An exact copy of the lines from the one containing "Please annotate the plush" through the last line below is required; include both of those lines and no others.

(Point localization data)
◆ ◆ ◆
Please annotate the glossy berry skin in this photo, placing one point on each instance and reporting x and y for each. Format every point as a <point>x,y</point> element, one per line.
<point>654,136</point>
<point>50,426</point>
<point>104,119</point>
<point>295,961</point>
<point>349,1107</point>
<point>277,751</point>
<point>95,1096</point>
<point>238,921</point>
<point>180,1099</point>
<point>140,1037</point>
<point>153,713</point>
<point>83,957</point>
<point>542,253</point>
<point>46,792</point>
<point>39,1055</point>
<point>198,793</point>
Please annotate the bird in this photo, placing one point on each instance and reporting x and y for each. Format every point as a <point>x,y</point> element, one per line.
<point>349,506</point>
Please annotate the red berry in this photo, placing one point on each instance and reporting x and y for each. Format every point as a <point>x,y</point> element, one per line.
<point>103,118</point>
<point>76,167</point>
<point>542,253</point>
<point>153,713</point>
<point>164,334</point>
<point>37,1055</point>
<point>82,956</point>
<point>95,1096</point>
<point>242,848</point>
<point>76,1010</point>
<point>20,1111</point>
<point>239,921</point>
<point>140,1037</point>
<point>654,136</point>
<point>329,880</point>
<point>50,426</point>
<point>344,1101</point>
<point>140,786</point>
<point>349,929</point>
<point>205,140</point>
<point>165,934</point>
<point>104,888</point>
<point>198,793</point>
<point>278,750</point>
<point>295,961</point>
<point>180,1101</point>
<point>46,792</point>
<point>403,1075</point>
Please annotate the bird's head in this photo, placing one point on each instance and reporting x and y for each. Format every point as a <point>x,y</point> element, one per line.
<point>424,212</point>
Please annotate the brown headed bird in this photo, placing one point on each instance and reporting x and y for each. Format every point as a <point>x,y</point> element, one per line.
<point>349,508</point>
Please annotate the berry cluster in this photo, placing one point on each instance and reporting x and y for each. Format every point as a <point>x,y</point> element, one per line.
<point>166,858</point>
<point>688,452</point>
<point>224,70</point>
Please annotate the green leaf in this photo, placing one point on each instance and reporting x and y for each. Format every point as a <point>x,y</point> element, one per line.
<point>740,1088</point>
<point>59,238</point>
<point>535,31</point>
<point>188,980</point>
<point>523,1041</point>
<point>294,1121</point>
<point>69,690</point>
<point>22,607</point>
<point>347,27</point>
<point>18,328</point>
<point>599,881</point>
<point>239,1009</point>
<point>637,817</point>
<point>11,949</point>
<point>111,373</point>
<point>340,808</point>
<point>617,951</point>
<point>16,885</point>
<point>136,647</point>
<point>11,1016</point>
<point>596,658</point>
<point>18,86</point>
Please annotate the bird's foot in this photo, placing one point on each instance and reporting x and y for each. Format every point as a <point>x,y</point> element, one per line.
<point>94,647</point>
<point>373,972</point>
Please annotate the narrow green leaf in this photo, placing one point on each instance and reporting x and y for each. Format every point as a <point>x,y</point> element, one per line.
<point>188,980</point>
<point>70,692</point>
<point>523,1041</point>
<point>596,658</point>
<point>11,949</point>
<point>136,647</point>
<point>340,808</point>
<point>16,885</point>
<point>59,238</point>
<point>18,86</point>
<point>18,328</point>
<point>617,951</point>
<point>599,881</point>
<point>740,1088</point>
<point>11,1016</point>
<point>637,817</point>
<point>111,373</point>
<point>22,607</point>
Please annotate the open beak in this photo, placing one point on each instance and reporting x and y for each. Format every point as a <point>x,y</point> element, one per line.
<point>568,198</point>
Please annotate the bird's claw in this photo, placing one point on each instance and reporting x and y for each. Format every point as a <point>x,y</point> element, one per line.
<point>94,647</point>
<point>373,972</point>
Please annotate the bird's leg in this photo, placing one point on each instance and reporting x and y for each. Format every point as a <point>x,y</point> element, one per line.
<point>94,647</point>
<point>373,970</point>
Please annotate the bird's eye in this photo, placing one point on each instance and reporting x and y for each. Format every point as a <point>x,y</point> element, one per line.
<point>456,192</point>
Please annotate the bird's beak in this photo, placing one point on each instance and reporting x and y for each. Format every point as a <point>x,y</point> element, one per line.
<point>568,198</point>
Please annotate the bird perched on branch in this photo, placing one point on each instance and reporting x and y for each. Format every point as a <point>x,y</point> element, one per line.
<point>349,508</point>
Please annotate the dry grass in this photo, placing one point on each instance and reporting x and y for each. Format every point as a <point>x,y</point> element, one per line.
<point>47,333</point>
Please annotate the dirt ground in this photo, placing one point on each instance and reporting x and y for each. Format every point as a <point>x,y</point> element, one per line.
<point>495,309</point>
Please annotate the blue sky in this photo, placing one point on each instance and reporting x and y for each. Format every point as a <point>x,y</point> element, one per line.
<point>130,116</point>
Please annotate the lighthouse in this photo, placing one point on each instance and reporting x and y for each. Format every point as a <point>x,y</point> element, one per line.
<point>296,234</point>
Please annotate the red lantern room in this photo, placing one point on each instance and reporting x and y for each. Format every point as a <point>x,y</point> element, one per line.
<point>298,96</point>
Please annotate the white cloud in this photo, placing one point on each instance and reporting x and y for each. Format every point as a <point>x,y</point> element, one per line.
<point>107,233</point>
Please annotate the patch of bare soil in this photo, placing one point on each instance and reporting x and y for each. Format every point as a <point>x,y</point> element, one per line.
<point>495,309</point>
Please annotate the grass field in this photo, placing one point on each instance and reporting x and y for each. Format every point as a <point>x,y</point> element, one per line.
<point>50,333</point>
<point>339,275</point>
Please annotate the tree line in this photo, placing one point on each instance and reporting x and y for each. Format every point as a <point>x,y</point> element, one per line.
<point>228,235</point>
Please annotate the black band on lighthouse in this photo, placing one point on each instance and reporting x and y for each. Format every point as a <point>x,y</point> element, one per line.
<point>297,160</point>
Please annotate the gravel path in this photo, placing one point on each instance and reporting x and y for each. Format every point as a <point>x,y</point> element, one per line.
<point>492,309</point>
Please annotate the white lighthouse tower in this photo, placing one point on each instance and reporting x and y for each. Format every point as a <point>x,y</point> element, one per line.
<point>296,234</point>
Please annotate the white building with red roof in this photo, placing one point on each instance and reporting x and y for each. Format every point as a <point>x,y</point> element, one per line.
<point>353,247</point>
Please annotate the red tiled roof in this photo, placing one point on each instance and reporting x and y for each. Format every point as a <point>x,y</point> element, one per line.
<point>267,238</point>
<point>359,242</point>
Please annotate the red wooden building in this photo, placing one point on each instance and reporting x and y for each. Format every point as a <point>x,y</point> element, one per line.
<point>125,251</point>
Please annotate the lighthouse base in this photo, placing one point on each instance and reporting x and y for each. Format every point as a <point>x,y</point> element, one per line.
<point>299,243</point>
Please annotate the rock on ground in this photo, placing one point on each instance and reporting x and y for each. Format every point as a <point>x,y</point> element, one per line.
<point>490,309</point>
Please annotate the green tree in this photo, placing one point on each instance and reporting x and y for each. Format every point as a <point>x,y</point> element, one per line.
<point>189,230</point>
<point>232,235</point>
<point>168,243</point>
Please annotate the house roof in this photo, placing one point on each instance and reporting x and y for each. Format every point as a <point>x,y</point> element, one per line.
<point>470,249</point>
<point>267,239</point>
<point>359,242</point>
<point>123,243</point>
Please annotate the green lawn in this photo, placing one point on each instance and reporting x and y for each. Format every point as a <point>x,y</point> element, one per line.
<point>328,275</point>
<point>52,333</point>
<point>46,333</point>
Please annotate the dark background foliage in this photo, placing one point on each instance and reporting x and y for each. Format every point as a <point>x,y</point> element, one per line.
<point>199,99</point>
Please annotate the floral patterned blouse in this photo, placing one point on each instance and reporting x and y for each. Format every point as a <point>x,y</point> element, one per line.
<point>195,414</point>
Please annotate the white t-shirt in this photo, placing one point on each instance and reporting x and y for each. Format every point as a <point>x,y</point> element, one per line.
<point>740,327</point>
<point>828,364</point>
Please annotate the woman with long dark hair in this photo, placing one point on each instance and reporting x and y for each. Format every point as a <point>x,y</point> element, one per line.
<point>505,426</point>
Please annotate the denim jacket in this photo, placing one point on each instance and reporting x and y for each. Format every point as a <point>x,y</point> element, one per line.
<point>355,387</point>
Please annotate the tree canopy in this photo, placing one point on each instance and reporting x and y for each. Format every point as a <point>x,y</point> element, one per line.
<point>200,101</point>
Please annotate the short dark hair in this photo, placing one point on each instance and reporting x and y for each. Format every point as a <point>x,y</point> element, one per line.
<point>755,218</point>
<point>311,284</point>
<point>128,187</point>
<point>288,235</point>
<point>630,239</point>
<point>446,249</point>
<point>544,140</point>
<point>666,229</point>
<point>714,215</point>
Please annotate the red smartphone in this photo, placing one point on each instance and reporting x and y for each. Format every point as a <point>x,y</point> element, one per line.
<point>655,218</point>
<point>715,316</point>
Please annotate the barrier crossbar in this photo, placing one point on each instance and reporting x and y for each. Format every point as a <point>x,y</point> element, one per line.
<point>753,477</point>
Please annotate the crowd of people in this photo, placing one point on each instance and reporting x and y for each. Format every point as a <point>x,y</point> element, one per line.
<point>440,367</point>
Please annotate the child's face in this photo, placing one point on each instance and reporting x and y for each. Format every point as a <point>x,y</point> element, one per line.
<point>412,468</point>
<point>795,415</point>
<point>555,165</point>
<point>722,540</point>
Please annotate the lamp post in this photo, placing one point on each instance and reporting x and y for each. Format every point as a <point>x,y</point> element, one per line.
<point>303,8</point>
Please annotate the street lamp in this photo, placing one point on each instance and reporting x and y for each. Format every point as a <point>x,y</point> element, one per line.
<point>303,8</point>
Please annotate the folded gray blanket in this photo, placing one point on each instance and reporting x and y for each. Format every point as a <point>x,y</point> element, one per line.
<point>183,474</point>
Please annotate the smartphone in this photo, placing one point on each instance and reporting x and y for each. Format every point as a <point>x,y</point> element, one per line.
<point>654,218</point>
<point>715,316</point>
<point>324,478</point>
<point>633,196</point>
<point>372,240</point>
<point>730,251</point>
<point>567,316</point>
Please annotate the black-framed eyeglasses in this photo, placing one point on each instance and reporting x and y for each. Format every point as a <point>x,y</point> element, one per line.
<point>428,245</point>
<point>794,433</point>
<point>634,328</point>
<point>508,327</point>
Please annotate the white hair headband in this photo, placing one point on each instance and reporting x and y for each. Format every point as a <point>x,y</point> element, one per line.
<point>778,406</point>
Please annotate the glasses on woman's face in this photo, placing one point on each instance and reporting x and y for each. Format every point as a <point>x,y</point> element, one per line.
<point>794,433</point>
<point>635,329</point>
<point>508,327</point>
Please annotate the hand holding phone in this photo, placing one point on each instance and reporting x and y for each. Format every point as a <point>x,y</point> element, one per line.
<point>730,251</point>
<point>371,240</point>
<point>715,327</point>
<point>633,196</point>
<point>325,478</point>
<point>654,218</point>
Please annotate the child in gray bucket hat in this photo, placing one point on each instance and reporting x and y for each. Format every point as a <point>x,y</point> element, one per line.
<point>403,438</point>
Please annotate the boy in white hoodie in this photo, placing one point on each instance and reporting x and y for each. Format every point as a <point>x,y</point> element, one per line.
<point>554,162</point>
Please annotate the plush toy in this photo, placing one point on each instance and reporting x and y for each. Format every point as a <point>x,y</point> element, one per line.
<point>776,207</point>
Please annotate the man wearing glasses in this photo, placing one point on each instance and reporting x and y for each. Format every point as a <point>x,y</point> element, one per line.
◆ ◆ ◆
Exercise answer:
Please annotate the plush toy in this photo, placing one point on each instance and reporting x and y for each. Format every point as a <point>x,y</point> element, one per line.
<point>776,207</point>
Please annotate the man wearing glasses in this photo, placing one point on each instance and reporting x and y for each. Format every point as a <point>x,y</point> element, one per line.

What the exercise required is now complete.